*** DATASET RECORDS Section Begins ***
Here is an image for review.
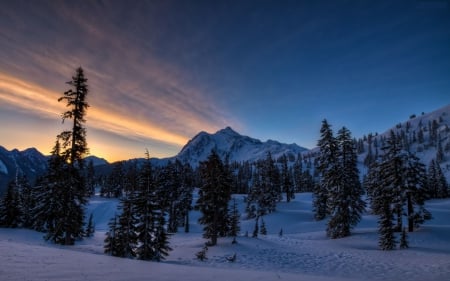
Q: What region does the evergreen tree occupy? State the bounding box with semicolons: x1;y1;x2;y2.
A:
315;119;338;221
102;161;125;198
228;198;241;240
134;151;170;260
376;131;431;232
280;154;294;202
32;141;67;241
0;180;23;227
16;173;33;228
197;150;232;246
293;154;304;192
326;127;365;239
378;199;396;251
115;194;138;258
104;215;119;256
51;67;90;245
*** DATASET RECORDS Section Ends ***
*** DATASET RECORDS Section Begins ***
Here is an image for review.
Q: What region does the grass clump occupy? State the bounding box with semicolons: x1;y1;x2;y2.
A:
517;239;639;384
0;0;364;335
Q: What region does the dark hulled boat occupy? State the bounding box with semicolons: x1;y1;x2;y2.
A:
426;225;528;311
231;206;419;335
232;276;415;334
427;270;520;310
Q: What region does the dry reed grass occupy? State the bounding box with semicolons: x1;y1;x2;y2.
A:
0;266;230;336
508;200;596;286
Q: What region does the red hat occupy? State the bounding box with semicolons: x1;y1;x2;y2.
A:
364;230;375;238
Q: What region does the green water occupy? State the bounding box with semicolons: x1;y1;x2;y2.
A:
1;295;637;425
*** DATASET RECORDS Section Ends ***
● **EXERCISE**
Take every line from the data that includes the word "What".

● **TASK RESULT**
Q: What region does the evergreen tree occupy? State the bounding box with semicolons: x1;y1;x2;y2.
Q: What region does the grass clump occupy? State the bounding box with semicolons: x1;y1;x2;y2.
Q: What region does the dark hulled boat occupy? State the bounding box with semicolons: x1;y1;x2;y2.
Q: What region does the dry reed grass occupy? State the bounding box with semicolons: x1;y1;x2;y2.
Q: What region does the red hat occupy? State the bounding box with semicolons: x1;y1;x2;y2.
Q: What region does the green water occupy? State the bounding box with semicolons: x1;y1;x2;y2.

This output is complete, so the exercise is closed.